[Opening Extract provided section]

This is basically how far I got in the time, the code can be found on my GitHub (link). But I do plan to look at some more interpretability techniques (maybe something for transformers or RL?) or more general AGI Safety ideas in the future!

Feel free to post a comment or send me a message if you have any questions or anything really, happy to chat about these things!

*I just want to thank the organizers of the AGI Safety Fundamentals programme again, for setting up the programme and all their support. I can highly recommend the programme, as well as the well-curated curriculum here if you just want to read through it yourself.*

Super cool, thanks!

Image interpretability seems mostly so easy because humans are already really good at interpreting 2D images with local structure. But thinking about this does suggest an idea for language model interpretability - how practical is it to find text that a) has high probability according to the prior distribution, b) strongly activates one attention head or feed-forward neuron or something, c) only weakly activates other parts of the transformer (within some reference class)? Probably this has already been tried somewhere and gotten middling results.

On priors, I wouldn't worry too much about c), since I would expect a 'super stimulus' for head A to not be a super stimulus for head B.

I think one of the problems is the discrete input space, i.e. how do you parameterize sequence that is being optimized?

[Closing Extract provided section]

Using the information:
[A] In the interpretability thread, what problem does the last comment name with optimizing text inputs?
[B] In the interpretability thread, why does one commenter say they wouldn't worry much about condition c)?
[C] Reproduce the part of the interpretability thread that begins at the words "Feel free to" and stops after "Super cool, thanks!".

[Opening Data section]

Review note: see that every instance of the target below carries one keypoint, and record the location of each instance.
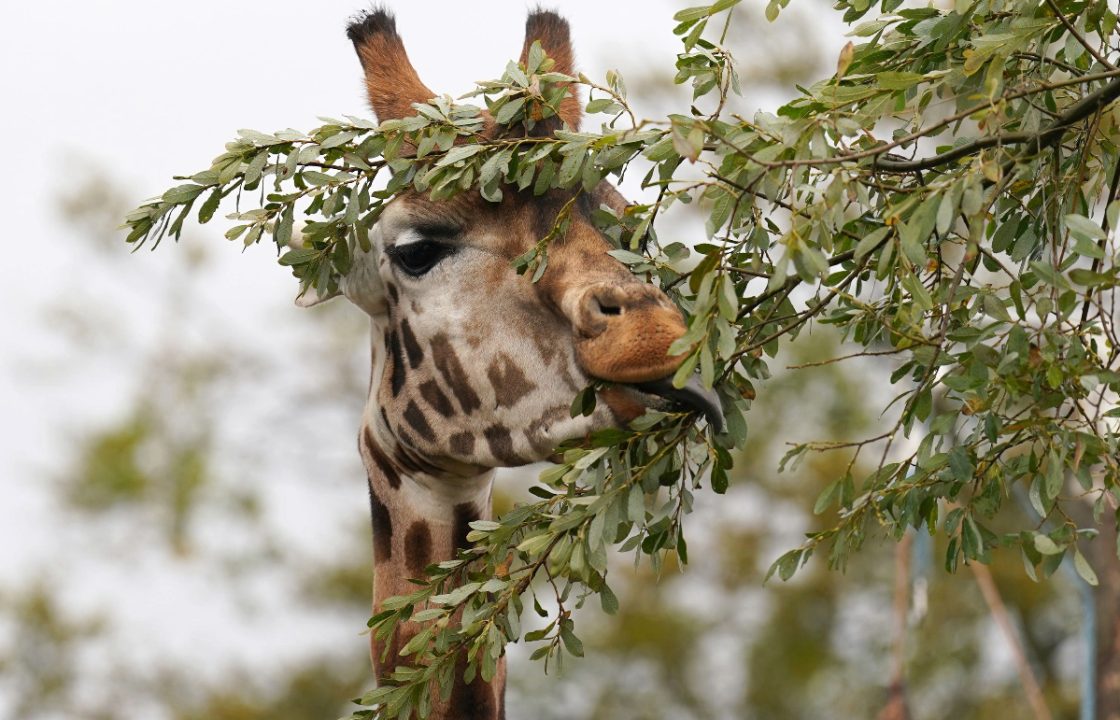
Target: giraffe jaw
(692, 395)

[Closing Data section]
[Opening Data section]

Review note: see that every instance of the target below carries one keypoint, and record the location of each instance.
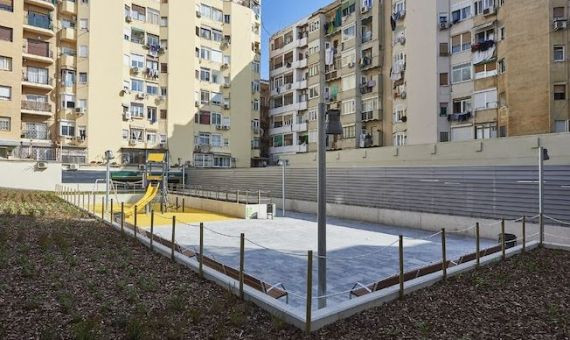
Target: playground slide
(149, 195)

[Closing Data section]
[Opening Data section]

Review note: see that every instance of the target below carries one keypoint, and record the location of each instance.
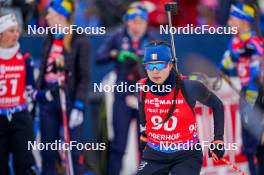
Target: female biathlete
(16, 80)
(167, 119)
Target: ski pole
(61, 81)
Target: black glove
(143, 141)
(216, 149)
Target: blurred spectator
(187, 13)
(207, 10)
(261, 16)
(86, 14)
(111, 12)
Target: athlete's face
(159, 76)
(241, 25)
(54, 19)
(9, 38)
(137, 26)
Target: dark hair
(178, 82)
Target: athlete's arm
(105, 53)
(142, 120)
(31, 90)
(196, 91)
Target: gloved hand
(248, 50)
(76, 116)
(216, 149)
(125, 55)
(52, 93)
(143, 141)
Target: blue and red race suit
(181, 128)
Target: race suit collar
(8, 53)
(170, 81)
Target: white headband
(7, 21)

[Closing Data section]

Responses per task:
[A] The discrete input space, which raises the question of how to parameterize the sequence being optimized.

[B] They would expect a "super stimulus" for one attention head, head A, not to also be a super stimulus for another head, head B. So text that strongly activates one head would likely activate other parts only weakly anyway.

[C]
Feel free to post a comment or send me a message if you have any questions or anything really, happy to chat about these things!

*I just want to thank the organizers of the AGI Safety Fundamentals programme again, for setting up the programme and all their support. I can highly recommend the programme, as well as the well-curated curriculum here if you just want to read through it yourself.*

Super cool, thanks!